**Text section:**
MnDOT is testing a system on I-94 this summer that it hopes will reduce work zone crashes by raising driver awareness of upcoming congestion. Systems with the same purpose have been tested in rural work zones, but mostly applied to locations where backups were predictable.
The Smart Work Zone Speed Notification System will take a different approach, informing drivers of the speed ahead, as opposed to a variable speed limit system tested previously on I-94, which also detected congestion but provided advisory speeds to drivers. It is envisioned that the new system will have greater success in reducing rear-end crashes on large, urban freeway work zones.
The new system is being tested and evaluated on I-94, east of downtown St. Paul, during work to replace and repair the roadway.
Police enforcement and speed limits are the main method of reducing the speed of drivers in Minnesota work zones. While this practice is effective, reducing speeds by approximately 10 to 15 mph, it is not practical to staff every work zone with law enforcement. As an alternative, some states are using automated speed enforcement cameras in work zones.
Automated speed enforcement cameras have been shown to reduce speeds in work zones, but such research did not evaluate how the cameras impact driver attention.
This study explored driver awareness and found that automated speed enforcement cameras in work zones are not a source of driver distraction. It also revealed differences in work zone driving behavior: Older drivers were least able to follow another vehicle closely, while younger drivers were least likely to monitor their speed carefully.
Work zone intrusions — when traveling vehicles enter the work space of a work zone — are a clear safety concern even if they do not result in an accident, and they may indicate locations where future accidents are likely.
MnDOT was interested in learning how other state DOTs collect work zone intrusion data, both the technology used for data collection and the specific information they collect.
This Transportation Research Synthesis (TRS), completed in June 2015, surveyed state DOTs and conducted follow-up interviews with states that collect work zone intrusion data. The survey found that the relatively small number of states that do collect intrusion data typically do so via paper or electronic form.
As a result of the TRS, a recently funded research project proposes to develop a simple method to track and gather information on work zone intrusions. The aim of this process will be to produce a reporting interface (in the same vein as the Crash Report Usability And Design Project for the Department of Public Safety) that gathers essential information without being onerous to work crews.
Training was provided to introduce MnDOT maintenance workers to Automatic Flagger Assistance devices, which can improve safety in work zones by allowing flaggers to provide traffic guidance without having to be in the flow of traffic.
Using a remote control, a single worker can easily operate two AFADs simultaneously, freeing up personnel to perform other tasks and speed up the completion of a road project, the pilot study found. MnDOT estimates that the resulting cost savings can cover an AFAD’s purchase costs within two years.
MnDOT has planned a project to determine whether it is feasible to use a self-propelled device to push or pull an AFAD so it can be used in moving operations such as patching potholes or cracks, which make up more than half of MnDOT’s flagging operations.
In a study released in February 2014, researchers developed and tested a new system to provide audible messages to visually impaired pedestrians for navigating work zones.
The system uses Bluetooth beacons attached to work zone infrastructure that sends messages to a pedestrian’s smartphone app rather than the traditional method of beeping buttons that announce a message when pressed.

(Stored items from a collection)
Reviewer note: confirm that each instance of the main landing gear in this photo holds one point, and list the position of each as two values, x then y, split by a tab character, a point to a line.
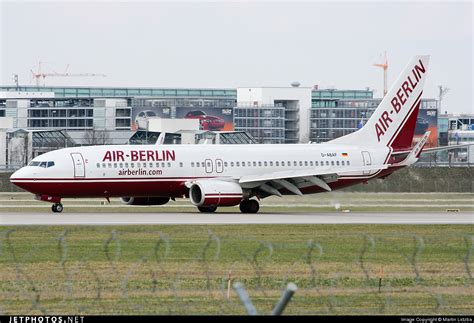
207	209
249	206
57	207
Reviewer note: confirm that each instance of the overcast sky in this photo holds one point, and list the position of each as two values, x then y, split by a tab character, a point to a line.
231	44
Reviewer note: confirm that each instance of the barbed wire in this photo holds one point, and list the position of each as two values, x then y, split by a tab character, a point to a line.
158	278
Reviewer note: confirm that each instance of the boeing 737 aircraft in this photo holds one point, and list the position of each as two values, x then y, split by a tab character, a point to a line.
228	175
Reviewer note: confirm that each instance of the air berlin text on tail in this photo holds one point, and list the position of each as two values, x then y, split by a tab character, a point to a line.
399	100
139	155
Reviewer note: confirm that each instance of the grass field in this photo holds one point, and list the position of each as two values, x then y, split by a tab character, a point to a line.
425	269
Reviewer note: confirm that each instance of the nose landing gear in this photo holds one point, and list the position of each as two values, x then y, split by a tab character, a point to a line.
249	206
57	207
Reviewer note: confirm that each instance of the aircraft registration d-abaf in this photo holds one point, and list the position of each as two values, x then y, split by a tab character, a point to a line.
228	175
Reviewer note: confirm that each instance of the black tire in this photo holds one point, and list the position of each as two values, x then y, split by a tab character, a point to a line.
207	209
249	206
59	207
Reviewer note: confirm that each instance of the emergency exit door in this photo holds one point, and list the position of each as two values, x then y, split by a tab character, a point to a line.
79	167
367	161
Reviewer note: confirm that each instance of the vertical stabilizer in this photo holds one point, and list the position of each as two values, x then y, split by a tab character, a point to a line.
393	122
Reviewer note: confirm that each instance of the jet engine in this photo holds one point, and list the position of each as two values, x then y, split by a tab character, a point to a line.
144	200
215	193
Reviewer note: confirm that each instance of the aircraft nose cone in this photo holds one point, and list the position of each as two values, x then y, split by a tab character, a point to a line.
19	174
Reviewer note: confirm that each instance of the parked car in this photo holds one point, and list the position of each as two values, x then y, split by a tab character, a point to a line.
207	122
142	118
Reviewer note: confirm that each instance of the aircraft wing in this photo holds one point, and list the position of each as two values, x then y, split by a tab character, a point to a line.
268	182
434	149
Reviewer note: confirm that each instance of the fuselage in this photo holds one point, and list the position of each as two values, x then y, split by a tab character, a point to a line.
164	170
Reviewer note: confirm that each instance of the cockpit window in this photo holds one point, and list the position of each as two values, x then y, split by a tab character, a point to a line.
44	164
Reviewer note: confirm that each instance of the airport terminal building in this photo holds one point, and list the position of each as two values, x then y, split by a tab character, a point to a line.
98	115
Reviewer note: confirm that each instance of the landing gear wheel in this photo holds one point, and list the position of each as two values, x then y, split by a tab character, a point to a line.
207	209
57	208
249	206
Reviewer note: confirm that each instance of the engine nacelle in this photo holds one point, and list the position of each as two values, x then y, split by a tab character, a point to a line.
215	193
144	200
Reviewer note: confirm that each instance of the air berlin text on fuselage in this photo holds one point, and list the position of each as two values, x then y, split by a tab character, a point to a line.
139	155
400	98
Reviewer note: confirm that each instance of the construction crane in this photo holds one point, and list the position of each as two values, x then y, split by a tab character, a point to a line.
384	65
38	75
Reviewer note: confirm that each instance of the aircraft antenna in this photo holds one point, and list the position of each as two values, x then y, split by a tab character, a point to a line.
384	65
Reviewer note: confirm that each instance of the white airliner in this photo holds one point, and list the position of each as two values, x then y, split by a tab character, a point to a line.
229	175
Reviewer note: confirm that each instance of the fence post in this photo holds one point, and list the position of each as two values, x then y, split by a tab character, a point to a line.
244	297
285	299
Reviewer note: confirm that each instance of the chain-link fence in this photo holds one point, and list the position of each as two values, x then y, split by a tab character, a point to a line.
193	270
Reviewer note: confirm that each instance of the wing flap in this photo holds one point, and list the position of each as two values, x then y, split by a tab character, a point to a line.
306	173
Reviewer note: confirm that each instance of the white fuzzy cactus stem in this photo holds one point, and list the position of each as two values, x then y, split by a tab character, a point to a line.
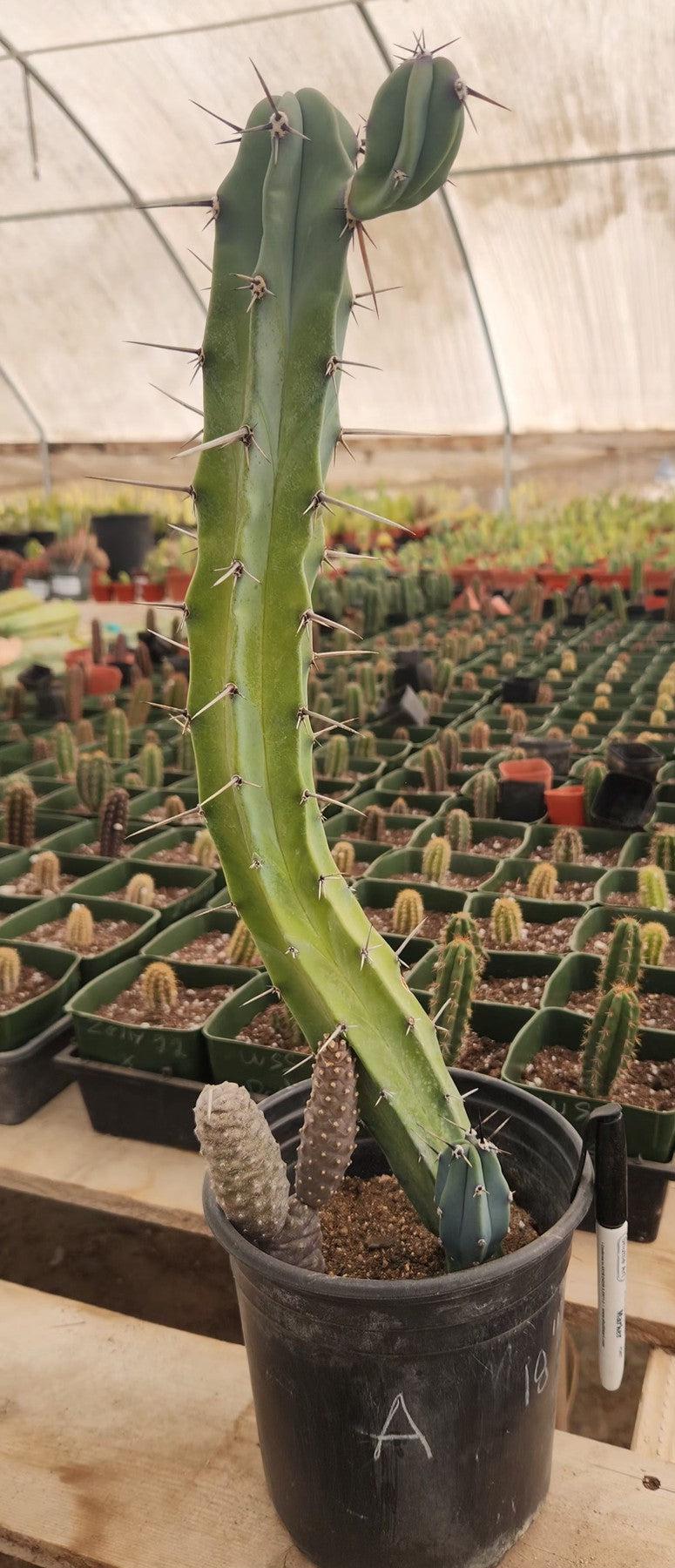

**Exercise set:**
(1) Name each multi-word proper name in the work zone text that refers to a system, device, study, or project. Leave out agencies, departments, and places.
(2) Translate this sentence from the work zone text into Spanish: "The new system is being tested and evaluated on I-94, east of downtown St. Paul, during work to replace and repair the roadway."
(3) According to the work zone text, how soon does MnDOT estimate the cost savings can cover an AFAD's purchase costs?

**Written responses:**
(1)
Smart Work Zone Speed Notification System
Transportation Research Synthesis
Crash Report Usability And Design Project
Automatic Flagger Assistance devices

(2) El nuevo sistema se está probando y evaluando en la I-94, al este del centro de St. Paul, durante las obras de reemplazo y reparación de la calzada.

(3) Within two years.